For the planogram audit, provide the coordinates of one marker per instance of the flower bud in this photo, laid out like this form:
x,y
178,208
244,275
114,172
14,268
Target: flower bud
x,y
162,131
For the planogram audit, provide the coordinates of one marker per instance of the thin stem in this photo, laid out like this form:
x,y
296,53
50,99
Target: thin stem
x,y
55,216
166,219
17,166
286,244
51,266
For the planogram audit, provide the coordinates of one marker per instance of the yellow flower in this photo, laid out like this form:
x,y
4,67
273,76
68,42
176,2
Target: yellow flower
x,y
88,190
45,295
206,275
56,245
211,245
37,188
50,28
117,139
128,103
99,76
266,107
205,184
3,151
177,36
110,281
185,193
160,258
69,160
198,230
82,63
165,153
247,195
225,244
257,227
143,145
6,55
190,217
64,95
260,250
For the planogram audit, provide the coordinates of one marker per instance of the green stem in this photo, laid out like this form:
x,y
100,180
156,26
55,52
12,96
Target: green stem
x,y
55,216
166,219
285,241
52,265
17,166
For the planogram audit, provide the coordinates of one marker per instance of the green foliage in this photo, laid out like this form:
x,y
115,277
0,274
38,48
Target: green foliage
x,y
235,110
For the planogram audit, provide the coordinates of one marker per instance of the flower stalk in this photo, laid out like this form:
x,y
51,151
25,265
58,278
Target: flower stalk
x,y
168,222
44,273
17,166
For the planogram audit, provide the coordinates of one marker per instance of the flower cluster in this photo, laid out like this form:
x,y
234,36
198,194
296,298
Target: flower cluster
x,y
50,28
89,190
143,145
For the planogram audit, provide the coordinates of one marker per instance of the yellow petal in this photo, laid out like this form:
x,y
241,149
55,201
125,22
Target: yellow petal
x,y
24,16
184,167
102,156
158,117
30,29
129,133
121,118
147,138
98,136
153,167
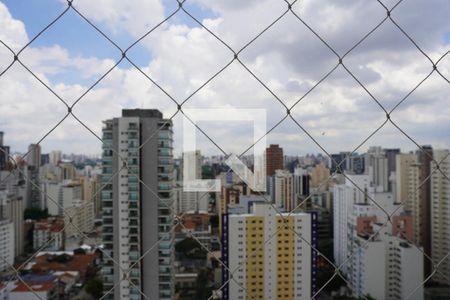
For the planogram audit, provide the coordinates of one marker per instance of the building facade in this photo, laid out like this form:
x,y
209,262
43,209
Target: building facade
x,y
269,255
440,212
137,148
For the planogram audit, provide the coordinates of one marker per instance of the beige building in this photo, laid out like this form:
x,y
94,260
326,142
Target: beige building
x,y
440,213
408,182
319,177
82,215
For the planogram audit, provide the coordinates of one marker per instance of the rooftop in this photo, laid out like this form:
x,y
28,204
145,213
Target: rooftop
x,y
142,113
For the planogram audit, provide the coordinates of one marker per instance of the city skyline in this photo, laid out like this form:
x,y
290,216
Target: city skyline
x,y
331,112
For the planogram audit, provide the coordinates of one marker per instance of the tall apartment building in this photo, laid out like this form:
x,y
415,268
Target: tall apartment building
x,y
4,153
344,197
319,177
387,267
55,157
424,157
266,257
34,156
274,159
11,208
137,205
377,167
7,244
408,181
283,190
440,214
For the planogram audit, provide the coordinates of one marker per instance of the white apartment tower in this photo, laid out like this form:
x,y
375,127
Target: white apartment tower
x,y
440,214
138,173
408,181
284,190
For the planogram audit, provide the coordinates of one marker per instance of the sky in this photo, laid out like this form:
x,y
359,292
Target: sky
x,y
278,68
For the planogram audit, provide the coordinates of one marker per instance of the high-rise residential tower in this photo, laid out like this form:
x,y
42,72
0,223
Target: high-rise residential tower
x,y
440,212
274,159
425,156
137,217
34,156
269,254
4,153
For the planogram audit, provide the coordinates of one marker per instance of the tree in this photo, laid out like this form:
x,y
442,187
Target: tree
x,y
95,288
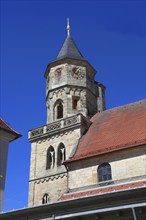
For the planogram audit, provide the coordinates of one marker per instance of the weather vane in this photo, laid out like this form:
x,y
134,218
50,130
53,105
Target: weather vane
x,y
68,27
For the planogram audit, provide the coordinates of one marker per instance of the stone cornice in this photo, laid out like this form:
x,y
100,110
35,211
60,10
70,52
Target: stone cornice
x,y
60,126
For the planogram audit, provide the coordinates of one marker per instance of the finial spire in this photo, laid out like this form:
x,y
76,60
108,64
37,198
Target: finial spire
x,y
68,27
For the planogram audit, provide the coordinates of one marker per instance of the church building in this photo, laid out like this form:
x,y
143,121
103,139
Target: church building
x,y
86,162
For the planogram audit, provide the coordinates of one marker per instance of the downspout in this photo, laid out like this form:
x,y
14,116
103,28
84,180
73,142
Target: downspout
x,y
134,214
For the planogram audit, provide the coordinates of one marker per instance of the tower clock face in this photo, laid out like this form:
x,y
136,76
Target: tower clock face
x,y
78,73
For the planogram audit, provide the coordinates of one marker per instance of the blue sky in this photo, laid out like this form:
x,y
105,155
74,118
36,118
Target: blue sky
x,y
109,34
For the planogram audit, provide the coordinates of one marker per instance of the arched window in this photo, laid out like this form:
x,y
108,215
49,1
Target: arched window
x,y
58,109
104,172
50,158
45,198
61,154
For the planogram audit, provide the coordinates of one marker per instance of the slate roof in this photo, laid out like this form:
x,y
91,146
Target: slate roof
x,y
112,130
69,50
4,126
103,190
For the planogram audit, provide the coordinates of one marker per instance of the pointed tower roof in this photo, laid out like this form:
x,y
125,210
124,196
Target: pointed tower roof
x,y
69,48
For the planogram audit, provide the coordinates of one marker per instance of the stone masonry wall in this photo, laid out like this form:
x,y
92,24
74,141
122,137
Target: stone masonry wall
x,y
126,164
38,171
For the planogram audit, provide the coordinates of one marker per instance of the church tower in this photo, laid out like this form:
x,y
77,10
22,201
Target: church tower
x,y
72,97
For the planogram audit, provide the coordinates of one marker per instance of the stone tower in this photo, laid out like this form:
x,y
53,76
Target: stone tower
x,y
72,97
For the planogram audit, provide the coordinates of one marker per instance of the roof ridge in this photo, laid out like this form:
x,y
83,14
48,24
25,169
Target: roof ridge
x,y
119,107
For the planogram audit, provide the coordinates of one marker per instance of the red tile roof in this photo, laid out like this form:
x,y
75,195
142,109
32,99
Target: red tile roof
x,y
4,126
113,130
102,190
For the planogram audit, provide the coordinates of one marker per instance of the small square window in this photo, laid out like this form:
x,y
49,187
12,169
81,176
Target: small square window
x,y
75,100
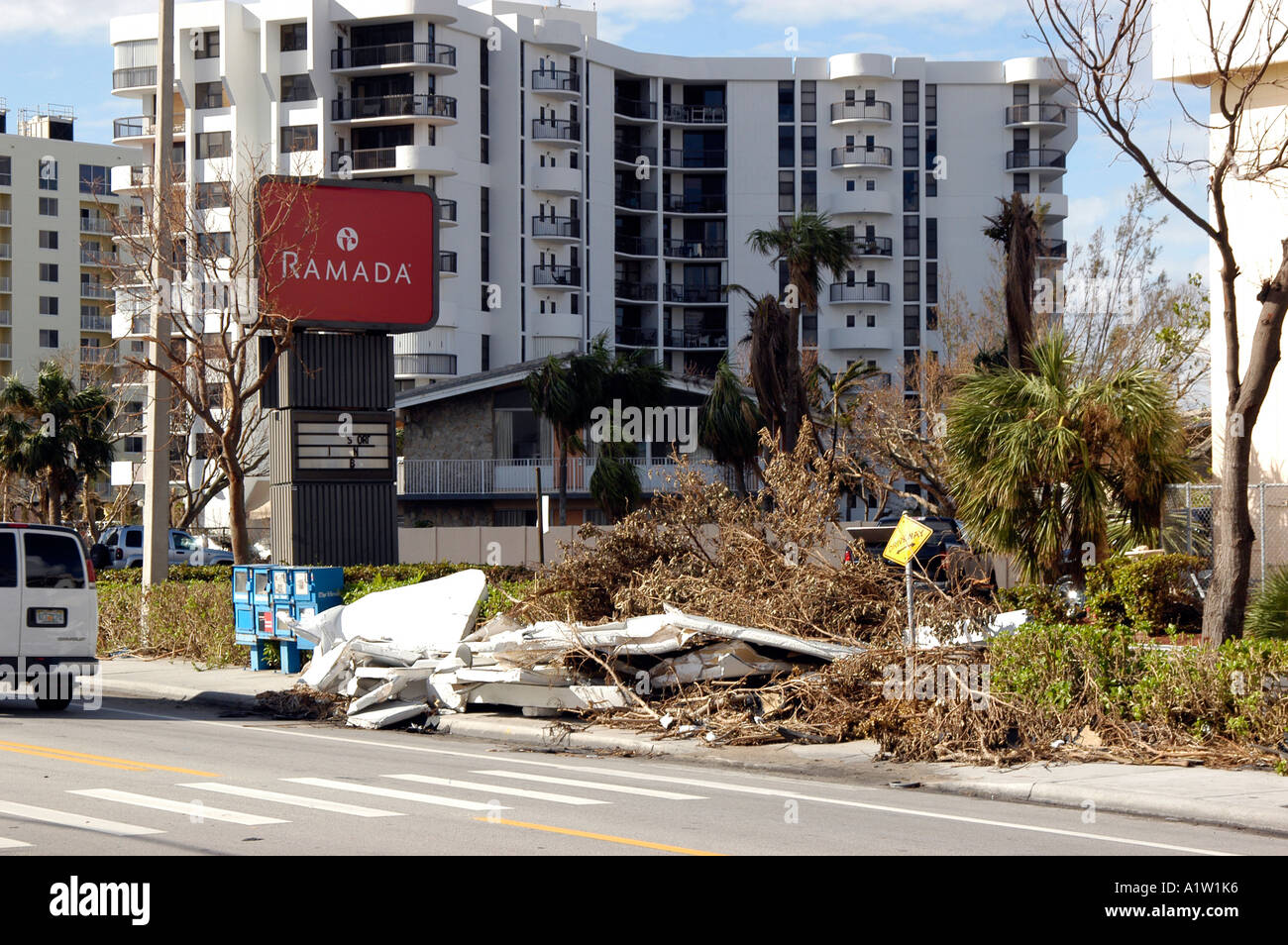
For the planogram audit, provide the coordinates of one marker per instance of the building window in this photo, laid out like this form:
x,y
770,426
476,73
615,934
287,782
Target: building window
x,y
809,101
299,138
295,38
786,146
786,192
93,179
206,44
210,95
214,145
297,89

···

Leave the pictures out. Otherwise, output the listing above exactly.

• [Exercise response]:
For the planogram audit, provide the coordinates of one marker per instance of the flower bud in this photo, laid out like this form:
x,y
178,208
244,275
114,172
14,268
Target: flower bud
x,y
162,131
For the planogram audit, provide the coordinates of one marker per instance of the thin stem in this photo, laid out like this form:
x,y
296,53
50,99
Target: thin stem
x,y
55,216
166,219
17,166
286,244
51,266
For the planogram audit, provide the coordinates of one marker per instance of the yellow flower in this photo, laid out like this form:
x,y
4,67
273,76
68,42
176,2
Target: yellow flower
x,y
88,190
45,295
206,275
56,245
211,245
37,188
50,28
117,139
128,103
99,76
266,107
205,184
3,151
177,36
110,281
185,193
160,258
69,160
198,230
82,63
165,153
247,195
225,244
257,227
143,145
6,55
190,217
64,95
260,250
For the planogram audit, provide the coordinates of one marker per instance of the green stem in this photo, laid out like this form:
x,y
100,180
156,26
55,52
12,96
Target: green stem
x,y
55,216
166,219
285,241
52,265
17,166
For the planogram audit, provide the coordinates of one marker per instance of the green foliage in this photo, laid out like this form:
x,y
115,277
0,274
38,48
Target: green foliage
x,y
235,110
For the planogram audit, provide the coordinates of one marker per instance of the flower stalk in this photo, laid out like this form:
x,y
51,151
25,265
58,278
Target: flower stalk
x,y
168,222
44,273
17,166
For the planogram audit, provide the coordinates of one marker per instance of the flower cluster in this photo, laid out like this form:
x,y
234,36
198,194
296,298
Target: flower cluster
x,y
50,28
89,190
143,145
For the planogram audit, provide the coordinates of one marker per instance of the yellow petal in this photo, laid out like this form:
x,y
241,149
55,201
125,22
Target: yellow petal
x,y
24,16
184,167
102,156
158,117
30,29
129,133
121,118
147,138
98,136
153,167
For the planogram audit, provide the coordinates of one marker per instance of the building facade in this photo, laid out like this form:
x,y
209,262
43,209
Target: building facade
x,y
269,255
440,212
137,148
For the planogram audit, provide the coordinates of one marker per instance of the beige building in this photo, laid out like this form:
x,y
94,260
326,142
Target: beige building
x,y
440,213
408,182
319,177
82,215
For the planogram audit, provide the coordinates of one marker per instance of the rooftop in this photo, laid out like this form:
x,y
28,204
145,213
Target: rooftop
x,y
142,113
For the planogram audit, provide the coordinates of one marker per instance of the city skyline in this photo, laid out like this form:
x,y
290,216
Target: city skyline
x,y
331,112
For the planogram audit, provide the coordinates of one marker per instance of the tall apartment building in this photo, laid out like this form:
x,y
415,268
Target: tall apartment building
x,y
4,153
344,197
319,177
387,267
55,157
424,157
266,257
34,156
274,159
11,208
137,205
377,167
7,244
408,181
283,190
440,214
For the planogram audit, provide the coordinates of one marker per instance of the white apartment tower in this photo, laid out like this form:
x,y
375,127
Target: white apartment tower
x,y
440,214
138,173
408,181
284,190
For the planogram audit, provide the coordinates of one marker per instance of the sky in this photo, laid out like this form:
x,y
359,292
Target: sky
x,y
278,68
For the planogram audit, provide the coordinates of one marker per instance of the high-rise residential tower in this photo, laid out like this form:
x,y
42,72
0,223
Target: high-rise residential tower
x,y
440,212
274,159
425,156
137,217
34,156
269,254
4,153
For the planogram audit, provide the coordinates of one marker per instance of the tree in this photo, laid out like this form:
x,y
442,187
Target: tree
x,y
95,288
For the planogram audit, provide the coordinates of one marker per instance of the weather vane in this photo, laid out like this form:
x,y
134,218
50,130
53,105
Target: weather vane
x,y
68,27
For the planogram audit, provide the coordinates of one marker per instance of the stone cornice in this photo, laid out like this form:
x,y
100,110
35,211
60,10
70,52
Target: stone cornice
x,y
60,126
For the planogram audit, provide the coordinates of one marker per instance of the finial spire in this photo, laid out like this form:
x,y
76,60
108,64
37,198
Target: finial spire
x,y
68,27
For the planogram audit, provide the coordinates of one marker per instance of the church building in this photo, laid out like this form:
x,y
143,121
103,139
Target: church building
x,y
86,162
For the planogram audit, provide the coordinates of one marker per instance of the downspout in this photo, laid out like this form:
x,y
14,116
103,28
84,180
73,142
Target: downspout
x,y
134,214
For the planogram audit, provide the coordinates of one marker per instance of the tower clock face in this photo, laid out like this form:
x,y
136,76
Target: tower clock face
x,y
78,73
For the planogram audit, provide the coordinates of one marker per instance of the blue sky in this photo, laid out like this form:
x,y
105,155
74,118
36,118
Target: blue sky
x,y
109,34
For the planogram audit, provide the coordinates of one marker per instance of the arched window in this photo, laid out like this form:
x,y
108,215
49,1
Target: arched window
x,y
58,109
104,172
50,158
45,198
61,154
For the planogram audit, provide the coordinates of one marker per instance of the slate roof in this photo, laid out like this form:
x,y
91,146
Target: slate roof
x,y
112,130
69,50
4,126
103,190
For the planogram audit, provide the coordinates of one marker per instance of the pointed tower roof in this photo, laid out like this form:
x,y
125,210
124,196
Target: pointed tower roof
x,y
69,48
For the planogram audit, provide the coordinates of one marker per instance of the stone masonry wall in this photo, laid out like this form:
x,y
92,24
74,141
122,137
Target: stone masonry wall
x,y
126,164
38,171
For the planogram audit, provide the coordinates of one marker per instance of the church tower in this photo, laid out like this form:
x,y
77,10
22,201
Target: church tower
x,y
72,97
For the planogram audit, provide the coordinates of one marker per instance of the stone tower in this photo, laid out like this form:
x,y
53,76
Target: stone tower
x,y
72,97
For the planogram audit, provide the coordinates of one marker per instance of the roof ridge in this photo, laid out like this form:
x,y
83,14
48,24
25,169
Target: roof ridge
x,y
119,107
For the planogram audit, provide the coordinates of one marker per instance of the red tile roof in this photo, laid out like this form:
x,y
75,195
142,109
32,99
Target: red tile roof
x,y
4,126
113,130
102,190
For the planogram audit, provide the coordinates of one marker per instance of the small square window in this photo, laid out like this form:
x,y
49,187
12,169
81,176
Target: small square window
x,y
75,100
For the planogram audit, provide the coordinates of one marker per instance of the building window in this photo, laid out like this form:
x,y
770,426
476,73
615,934
287,782
Target: building window
x,y
809,101
299,138
295,38
786,146
786,192
93,179
206,44
210,95
214,145
297,89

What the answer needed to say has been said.